Problem to work on =
Output the material as a Markdown table with two columns, Row and Line, giving each line its row number and leaving out blank lines. Include only the lines starting at the first line of the material and ending at the line that contains "pixel 282 648", with both of those lines included.

──────── Data provided ────────

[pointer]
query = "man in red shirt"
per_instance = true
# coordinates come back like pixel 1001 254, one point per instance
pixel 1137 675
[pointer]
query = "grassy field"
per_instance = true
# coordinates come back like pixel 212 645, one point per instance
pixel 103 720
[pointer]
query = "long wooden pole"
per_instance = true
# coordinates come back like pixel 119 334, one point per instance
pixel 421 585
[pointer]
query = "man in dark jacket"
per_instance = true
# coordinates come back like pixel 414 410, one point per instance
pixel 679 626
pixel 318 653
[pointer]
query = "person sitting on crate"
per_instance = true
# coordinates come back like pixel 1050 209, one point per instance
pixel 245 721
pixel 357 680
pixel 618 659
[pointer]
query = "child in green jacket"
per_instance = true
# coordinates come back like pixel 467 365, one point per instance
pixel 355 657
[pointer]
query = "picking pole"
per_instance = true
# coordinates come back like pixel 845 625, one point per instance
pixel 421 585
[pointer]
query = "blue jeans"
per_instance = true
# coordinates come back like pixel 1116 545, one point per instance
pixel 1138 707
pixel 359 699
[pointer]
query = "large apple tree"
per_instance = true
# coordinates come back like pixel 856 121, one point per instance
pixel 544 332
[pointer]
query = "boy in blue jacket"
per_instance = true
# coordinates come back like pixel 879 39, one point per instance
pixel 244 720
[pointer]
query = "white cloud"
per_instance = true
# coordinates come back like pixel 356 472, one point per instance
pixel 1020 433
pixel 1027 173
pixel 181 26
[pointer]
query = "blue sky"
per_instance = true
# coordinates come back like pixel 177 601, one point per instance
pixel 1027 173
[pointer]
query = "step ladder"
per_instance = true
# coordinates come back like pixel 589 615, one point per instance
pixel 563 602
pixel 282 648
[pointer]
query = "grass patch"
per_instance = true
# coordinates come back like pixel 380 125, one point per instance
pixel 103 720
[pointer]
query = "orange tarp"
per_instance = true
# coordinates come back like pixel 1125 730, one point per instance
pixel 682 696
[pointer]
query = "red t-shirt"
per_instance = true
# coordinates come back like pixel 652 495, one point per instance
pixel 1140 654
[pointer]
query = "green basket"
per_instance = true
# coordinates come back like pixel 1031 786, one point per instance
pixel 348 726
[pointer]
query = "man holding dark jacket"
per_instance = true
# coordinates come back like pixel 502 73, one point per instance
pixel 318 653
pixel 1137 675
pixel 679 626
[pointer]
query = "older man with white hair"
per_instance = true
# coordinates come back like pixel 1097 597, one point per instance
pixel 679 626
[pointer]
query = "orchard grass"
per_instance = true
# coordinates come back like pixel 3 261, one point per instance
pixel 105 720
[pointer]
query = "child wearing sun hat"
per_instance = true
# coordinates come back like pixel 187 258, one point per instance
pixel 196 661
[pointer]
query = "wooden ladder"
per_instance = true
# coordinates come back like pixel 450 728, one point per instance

────────

Solution to the problem =
| Row | Line |
|---|---|
| 1 | [pointer] |
| 2 | query = "man in red shirt" |
| 3 | per_instance = true |
| 4 | # coordinates come back like pixel 1001 254, one point per instance |
| 5 | pixel 1137 675 |
| 6 | [pointer] |
| 7 | query = "grassy field" |
| 8 | per_instance = true |
| 9 | # coordinates come back like pixel 212 645, one point per instance |
| 10 | pixel 103 720 |
| 11 | [pointer] |
| 12 | query = "long wooden pole" |
| 13 | per_instance = true |
| 14 | # coordinates come back like pixel 119 334, one point per instance |
| 15 | pixel 421 585 |
| 16 | [pointer] |
| 17 | query = "man in dark jacket" |
| 18 | per_instance = true |
| 19 | # coordinates come back like pixel 414 410, one point per instance |
| 20 | pixel 679 626 |
| 21 | pixel 318 653 |
| 22 | [pointer] |
| 23 | query = "person sitting on crate" |
| 24 | per_instance = true |
| 25 | # coordinates come back like pixel 1050 209, one point per instance |
| 26 | pixel 245 721 |
| 27 | pixel 357 680 |
| 28 | pixel 618 659 |
| 29 | [pointer] |
| 30 | query = "child in green jacket" |
| 31 | per_instance = true |
| 32 | # coordinates come back like pixel 467 365, one point per instance |
| 33 | pixel 355 657 |
| 34 | [pointer] |
| 35 | query = "picking pole" |
| 36 | per_instance = true |
| 37 | # coordinates come back like pixel 845 625, one point per instance |
| 38 | pixel 421 585 |
| 39 | [pointer] |
| 40 | query = "blue jeans" |
| 41 | per_instance = true |
| 42 | # coordinates come back like pixel 1116 545, one point per instance |
| 43 | pixel 1138 707 |
| 44 | pixel 359 699 |
| 45 | [pointer] |
| 46 | query = "large apple tree" |
| 47 | per_instance = true |
| 48 | # coordinates come back like pixel 856 121, one point per instance |
| 49 | pixel 544 332 |
| 50 | [pointer] |
| 51 | query = "boy in blue jacket" |
| 52 | per_instance = true |
| 53 | # coordinates come back like pixel 879 39, one point per instance |
| 54 | pixel 244 720 |
| 55 | [pointer] |
| 56 | query = "white cloud" |
| 57 | per_instance = true |
| 58 | # coordinates come back like pixel 356 472, one point per instance |
| 59 | pixel 1020 433 |
| 60 | pixel 1027 173 |
| 61 | pixel 181 26 |
| 62 | [pointer] |
| 63 | query = "blue sky" |
| 64 | per_instance = true |
| 65 | # coordinates come back like pixel 177 601, one point per instance |
| 66 | pixel 1027 173 |
| 67 | [pointer] |
| 68 | query = "step ladder" |
| 69 | per_instance = true |
| 70 | # coordinates come back like pixel 589 615, one point per instance |
| 71 | pixel 563 602 |
| 72 | pixel 282 648 |